JOB ITEM: Repeat the lines of the records that begin at the line containing "</instance>" and stop after the line containing "positive clicks: (554, 478) (553, 478)", including both of those lines.

(RECORD EXCERPTS Opens)

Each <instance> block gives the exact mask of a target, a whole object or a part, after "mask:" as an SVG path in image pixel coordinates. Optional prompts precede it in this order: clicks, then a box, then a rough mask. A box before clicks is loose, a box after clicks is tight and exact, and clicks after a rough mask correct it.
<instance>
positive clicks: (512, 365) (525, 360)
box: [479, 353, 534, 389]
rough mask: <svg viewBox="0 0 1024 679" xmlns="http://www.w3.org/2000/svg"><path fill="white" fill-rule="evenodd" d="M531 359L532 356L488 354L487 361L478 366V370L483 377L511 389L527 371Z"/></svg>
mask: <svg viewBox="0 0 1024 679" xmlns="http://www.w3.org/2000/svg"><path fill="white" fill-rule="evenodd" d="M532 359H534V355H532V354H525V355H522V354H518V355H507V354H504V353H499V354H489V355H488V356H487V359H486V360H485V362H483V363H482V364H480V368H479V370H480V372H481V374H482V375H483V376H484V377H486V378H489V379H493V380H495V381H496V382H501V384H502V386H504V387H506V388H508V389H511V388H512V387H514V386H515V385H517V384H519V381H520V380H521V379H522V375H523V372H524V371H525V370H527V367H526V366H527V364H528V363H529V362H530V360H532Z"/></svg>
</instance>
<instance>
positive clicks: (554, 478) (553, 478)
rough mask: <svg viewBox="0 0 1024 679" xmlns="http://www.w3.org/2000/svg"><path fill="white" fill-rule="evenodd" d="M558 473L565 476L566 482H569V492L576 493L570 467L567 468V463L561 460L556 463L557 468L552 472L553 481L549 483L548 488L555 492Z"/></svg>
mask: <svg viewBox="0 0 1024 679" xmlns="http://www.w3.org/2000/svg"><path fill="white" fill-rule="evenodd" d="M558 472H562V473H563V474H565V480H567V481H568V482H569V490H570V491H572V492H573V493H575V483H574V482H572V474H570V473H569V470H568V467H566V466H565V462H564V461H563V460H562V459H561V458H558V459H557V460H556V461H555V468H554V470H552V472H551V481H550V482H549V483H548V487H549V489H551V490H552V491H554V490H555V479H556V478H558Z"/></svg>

(RECORD EXCERPTS Closes)

EXPECTED ANSWER:
</instance>
<instance>
positive clicks: (554, 478) (553, 478)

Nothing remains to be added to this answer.